Textauszug -
....................
Das verschmelzende Duo der Schwarzen Löcher gab dagegen etwa 1046 Watt ab!!! Das sind wieviele Glühlampen??? ... Jedenfalls viel mehr als man in jedem deutschen Großmarkt kaufen kann.

Nur weil die beiden Schwarzen Löcher schwerer sind als das Erde-Sonne-System, sich schneller umkreisen und weniger weit voneinander entfernt sind, geben sie durch Gravitationswellen etwa
100.000.000.000.000.000.000.000.000.000.000.000.000.000.000
mal mehr Energie pro Sekunde ab als das Erde-Sonne-System.

Der sog. Schwarzschildradius [1] der beiden beobachteten Schwarzen Löcher beträgt wahrscheinlich rund 185 bzw. 85 Kilometer. Dieser Radius markiert die Grenze eines Schwarzen Loches, unterhalb derer man nicht mehr aus ihm herausgelangt. Man fällt unweigerlich in das Zentrum - woraus immer es besteht.
....................
Vorliegende Zeilen -

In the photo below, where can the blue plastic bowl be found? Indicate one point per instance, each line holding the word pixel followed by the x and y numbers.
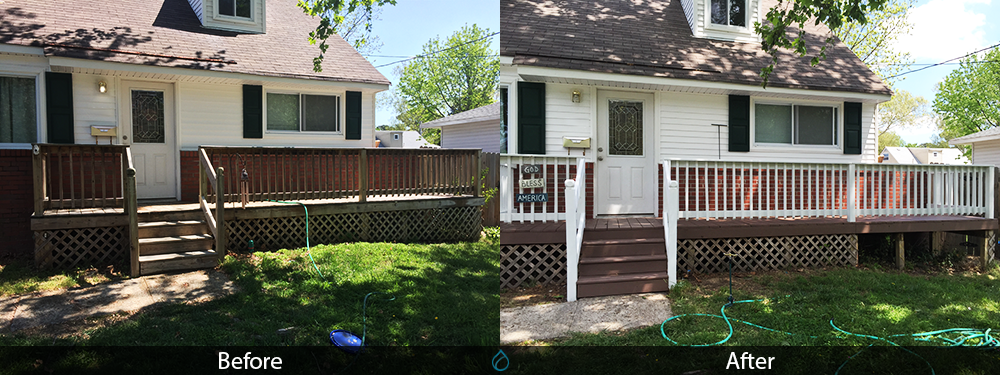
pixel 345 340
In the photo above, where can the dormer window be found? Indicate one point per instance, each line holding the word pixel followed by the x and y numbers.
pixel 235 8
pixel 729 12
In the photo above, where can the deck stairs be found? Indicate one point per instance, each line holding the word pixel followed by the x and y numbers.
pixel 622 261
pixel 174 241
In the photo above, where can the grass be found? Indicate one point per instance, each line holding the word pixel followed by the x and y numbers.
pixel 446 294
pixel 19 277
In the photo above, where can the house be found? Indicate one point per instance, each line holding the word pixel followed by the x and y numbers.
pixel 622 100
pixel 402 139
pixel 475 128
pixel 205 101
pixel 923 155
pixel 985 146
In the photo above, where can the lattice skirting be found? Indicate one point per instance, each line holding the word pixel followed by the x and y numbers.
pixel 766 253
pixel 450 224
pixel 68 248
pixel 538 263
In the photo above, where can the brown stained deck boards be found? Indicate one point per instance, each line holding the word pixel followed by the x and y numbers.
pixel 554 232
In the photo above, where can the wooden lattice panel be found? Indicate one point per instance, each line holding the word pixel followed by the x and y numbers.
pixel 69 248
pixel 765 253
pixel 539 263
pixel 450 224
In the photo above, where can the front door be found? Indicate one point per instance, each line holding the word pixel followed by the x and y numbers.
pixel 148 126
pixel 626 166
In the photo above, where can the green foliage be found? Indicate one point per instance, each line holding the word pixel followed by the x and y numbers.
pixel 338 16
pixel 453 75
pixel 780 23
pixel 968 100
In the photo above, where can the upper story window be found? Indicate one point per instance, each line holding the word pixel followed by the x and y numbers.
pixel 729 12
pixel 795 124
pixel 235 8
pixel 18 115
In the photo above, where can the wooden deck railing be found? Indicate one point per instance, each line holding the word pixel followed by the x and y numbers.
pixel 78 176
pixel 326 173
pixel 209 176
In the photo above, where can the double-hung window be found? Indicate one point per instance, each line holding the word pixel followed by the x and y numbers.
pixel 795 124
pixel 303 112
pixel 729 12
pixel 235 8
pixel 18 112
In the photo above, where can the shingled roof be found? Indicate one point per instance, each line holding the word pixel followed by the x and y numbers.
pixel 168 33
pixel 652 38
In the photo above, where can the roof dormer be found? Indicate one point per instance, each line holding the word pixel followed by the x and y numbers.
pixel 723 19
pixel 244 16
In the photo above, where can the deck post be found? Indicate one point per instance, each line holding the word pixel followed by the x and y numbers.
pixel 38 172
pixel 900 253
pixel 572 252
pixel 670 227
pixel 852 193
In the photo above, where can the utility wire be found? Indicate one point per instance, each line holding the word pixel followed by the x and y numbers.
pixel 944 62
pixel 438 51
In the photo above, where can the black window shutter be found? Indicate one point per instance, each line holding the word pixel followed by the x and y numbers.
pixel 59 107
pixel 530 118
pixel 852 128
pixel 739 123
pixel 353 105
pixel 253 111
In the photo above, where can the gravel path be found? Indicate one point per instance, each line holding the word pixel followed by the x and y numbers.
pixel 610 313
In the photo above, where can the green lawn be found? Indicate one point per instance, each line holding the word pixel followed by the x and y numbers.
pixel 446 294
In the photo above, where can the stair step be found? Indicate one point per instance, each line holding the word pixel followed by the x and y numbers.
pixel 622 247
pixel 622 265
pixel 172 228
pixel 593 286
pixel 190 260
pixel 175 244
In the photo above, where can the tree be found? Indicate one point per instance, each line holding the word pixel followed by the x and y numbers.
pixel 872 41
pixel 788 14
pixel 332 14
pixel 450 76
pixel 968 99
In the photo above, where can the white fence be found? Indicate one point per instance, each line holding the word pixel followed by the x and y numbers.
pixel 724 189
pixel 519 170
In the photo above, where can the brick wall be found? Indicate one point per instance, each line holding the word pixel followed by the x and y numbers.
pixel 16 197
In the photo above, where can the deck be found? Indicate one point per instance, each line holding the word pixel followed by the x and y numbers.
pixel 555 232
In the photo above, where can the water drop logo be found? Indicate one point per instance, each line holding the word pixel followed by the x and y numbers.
....................
Aufgabenbeschreibung -
Wiederhole aus dem Text über Schwarze Löcher wortgetreu die Stelle, die mit „Das verschmelzende Duo“ beginnt und bis einschließlich „Großmarkt kaufen kann.“ reicht.

Vollständige Ausgabe -
Das verschmelzende Duo der Schwarzen Löcher gab dagegen etwa 1046 Watt ab!!! Das sind wieviele Glühlampen??? ... Jedenfalls viel mehr als man in jedem deutschen Großmarkt kaufen kann.